▶ _WORK REQUIRED_
Please extract every line of the material that contains the string "blue". Case counts, so only lines with that same capitalization qualify.

▶ _PROVIDED RECORDS_
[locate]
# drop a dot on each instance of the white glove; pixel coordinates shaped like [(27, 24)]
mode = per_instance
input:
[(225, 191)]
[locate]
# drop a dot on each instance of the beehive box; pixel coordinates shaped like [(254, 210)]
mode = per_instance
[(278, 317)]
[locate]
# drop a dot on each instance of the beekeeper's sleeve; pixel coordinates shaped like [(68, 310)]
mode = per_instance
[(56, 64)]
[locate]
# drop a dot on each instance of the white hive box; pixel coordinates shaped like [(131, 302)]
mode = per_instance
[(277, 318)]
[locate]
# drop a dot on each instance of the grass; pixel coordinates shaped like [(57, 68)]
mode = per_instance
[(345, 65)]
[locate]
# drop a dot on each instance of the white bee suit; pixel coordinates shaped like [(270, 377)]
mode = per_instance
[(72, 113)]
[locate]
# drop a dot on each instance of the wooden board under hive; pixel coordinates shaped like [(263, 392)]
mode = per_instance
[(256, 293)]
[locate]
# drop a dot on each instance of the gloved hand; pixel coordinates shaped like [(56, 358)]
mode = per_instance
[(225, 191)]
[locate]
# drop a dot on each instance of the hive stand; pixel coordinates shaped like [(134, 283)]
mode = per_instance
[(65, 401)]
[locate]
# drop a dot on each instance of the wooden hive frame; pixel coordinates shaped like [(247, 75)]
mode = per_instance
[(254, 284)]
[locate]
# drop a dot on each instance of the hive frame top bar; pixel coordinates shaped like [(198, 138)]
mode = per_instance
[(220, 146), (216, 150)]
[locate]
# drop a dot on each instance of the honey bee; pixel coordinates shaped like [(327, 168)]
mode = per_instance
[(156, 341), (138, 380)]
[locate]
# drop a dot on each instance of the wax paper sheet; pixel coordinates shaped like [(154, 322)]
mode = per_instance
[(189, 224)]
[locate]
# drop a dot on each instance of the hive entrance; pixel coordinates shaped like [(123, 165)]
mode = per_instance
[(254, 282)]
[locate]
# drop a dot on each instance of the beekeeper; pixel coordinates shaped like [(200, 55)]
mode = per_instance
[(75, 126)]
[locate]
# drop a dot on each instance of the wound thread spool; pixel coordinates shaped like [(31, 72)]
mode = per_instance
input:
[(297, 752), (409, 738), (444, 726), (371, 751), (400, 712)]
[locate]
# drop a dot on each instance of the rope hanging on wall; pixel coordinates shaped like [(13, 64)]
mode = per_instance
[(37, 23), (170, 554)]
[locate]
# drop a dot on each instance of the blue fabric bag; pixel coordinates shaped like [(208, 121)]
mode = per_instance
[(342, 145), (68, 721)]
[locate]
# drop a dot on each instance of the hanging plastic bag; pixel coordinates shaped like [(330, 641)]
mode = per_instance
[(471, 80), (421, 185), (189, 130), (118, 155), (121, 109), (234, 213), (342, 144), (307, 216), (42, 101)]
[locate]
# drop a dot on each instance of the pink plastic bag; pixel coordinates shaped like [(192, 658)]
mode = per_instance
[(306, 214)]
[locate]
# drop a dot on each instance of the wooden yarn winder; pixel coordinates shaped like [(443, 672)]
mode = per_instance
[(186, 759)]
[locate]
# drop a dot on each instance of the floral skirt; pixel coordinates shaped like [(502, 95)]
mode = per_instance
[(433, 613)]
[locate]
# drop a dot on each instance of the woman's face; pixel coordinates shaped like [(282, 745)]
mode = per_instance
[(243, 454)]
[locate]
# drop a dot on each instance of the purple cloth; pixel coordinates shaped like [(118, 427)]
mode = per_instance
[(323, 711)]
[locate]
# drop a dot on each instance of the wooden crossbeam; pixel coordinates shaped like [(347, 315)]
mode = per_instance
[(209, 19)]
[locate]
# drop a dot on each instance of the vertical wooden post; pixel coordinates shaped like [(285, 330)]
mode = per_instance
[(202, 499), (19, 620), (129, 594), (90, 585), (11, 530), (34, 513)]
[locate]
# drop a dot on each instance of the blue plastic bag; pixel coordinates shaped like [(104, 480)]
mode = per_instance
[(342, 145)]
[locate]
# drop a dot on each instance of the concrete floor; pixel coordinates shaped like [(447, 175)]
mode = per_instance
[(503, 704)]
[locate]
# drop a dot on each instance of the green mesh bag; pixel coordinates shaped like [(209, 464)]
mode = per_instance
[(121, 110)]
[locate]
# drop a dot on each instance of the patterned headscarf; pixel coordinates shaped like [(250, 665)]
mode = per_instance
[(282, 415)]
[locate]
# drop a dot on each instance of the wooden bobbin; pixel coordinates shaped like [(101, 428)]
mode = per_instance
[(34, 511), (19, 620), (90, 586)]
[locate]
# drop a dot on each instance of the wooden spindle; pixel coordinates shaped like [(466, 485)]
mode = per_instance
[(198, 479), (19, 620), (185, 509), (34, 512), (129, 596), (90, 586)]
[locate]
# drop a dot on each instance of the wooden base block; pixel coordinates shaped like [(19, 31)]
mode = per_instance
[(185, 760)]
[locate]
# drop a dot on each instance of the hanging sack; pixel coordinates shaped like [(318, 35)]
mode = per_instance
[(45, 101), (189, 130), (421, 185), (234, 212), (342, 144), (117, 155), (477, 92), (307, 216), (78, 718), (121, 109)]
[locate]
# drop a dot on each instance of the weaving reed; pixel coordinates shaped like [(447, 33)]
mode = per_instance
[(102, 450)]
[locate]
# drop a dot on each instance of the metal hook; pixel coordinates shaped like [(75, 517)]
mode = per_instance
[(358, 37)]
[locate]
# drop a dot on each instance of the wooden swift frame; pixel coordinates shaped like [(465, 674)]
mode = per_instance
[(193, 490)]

▶ _SOLUTION TO THIS PROBLEM_
# drop a dot on each instance of the blue fabric bag; pixel coordinates shaped like [(208, 121)]
# drop a dot on each instance of the blue plastic bag; pixel coordinates shaped like [(104, 480)]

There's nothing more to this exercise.